Goal: Rewrite the stretch from the start of the records through the line that contains "[(723, 2), (5, 1), (0, 191), (414, 165), (723, 79)]" as a Markdown table with the columns Row and Entry. Number each line in the Row column, put the line itself in the Entry column, and leave out blank lines.

Records from an annotation dataset:

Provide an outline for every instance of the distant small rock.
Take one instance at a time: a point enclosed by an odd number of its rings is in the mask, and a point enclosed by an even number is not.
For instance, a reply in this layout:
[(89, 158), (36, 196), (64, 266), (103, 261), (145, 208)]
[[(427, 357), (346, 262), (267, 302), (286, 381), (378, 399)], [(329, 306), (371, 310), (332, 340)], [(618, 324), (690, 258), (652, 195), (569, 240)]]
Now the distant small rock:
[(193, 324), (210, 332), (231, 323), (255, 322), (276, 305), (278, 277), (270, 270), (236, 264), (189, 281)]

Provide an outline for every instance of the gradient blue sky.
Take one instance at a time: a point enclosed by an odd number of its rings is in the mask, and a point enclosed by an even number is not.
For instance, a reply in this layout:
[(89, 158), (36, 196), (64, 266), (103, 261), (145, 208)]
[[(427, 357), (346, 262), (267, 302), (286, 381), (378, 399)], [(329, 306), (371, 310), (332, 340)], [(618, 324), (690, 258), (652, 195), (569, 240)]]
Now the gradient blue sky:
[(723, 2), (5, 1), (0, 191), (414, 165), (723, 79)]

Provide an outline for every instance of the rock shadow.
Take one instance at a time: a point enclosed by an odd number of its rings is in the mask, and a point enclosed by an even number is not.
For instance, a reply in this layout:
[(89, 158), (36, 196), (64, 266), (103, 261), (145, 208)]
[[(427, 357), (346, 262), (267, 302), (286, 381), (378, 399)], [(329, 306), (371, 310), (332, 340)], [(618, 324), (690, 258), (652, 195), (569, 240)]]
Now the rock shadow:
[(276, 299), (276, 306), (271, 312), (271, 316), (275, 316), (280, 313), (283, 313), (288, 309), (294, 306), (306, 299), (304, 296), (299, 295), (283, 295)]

Task output:
| Row | Entry |
|---|---|
| 1 | Provide an outline for every instance of the distant small rock. |
| 2 | Take one instance at a time: a point enclosed by an odd number of its rings is in the mask, and a point enclosed by an even number is not. |
| 3 | For instance, a reply in this layout: |
| 4 | [(89, 158), (36, 196), (64, 266), (103, 261), (145, 208)] |
| 5 | [[(427, 357), (346, 262), (267, 302), (286, 381), (378, 399)], [(329, 306), (371, 310), (332, 340)], [(618, 324), (690, 258), (652, 195), (569, 240)]] |
| 6 | Now the distant small rock: |
| 7 | [(193, 324), (210, 332), (231, 323), (255, 322), (276, 305), (278, 277), (270, 270), (236, 264), (189, 281)] |
| 8 | Provide an outline for every instance of the gradient blue sky. |
| 9 | Take one instance at a time: a point enclosed by an odd number of its rings is in the mask, and a point enclosed by an even number is not. |
| 10 | For instance, a reply in this layout: |
| 11 | [(89, 158), (36, 196), (64, 266), (103, 261), (145, 208)] |
| 12 | [[(427, 357), (346, 262), (267, 302), (286, 381), (378, 399)], [(329, 306), (371, 310), (332, 340)], [(618, 324), (690, 258), (652, 195), (569, 240)]] |
| 13 | Now the gradient blue sky: |
| 14 | [(723, 2), (5, 1), (0, 191), (414, 165), (723, 79)] |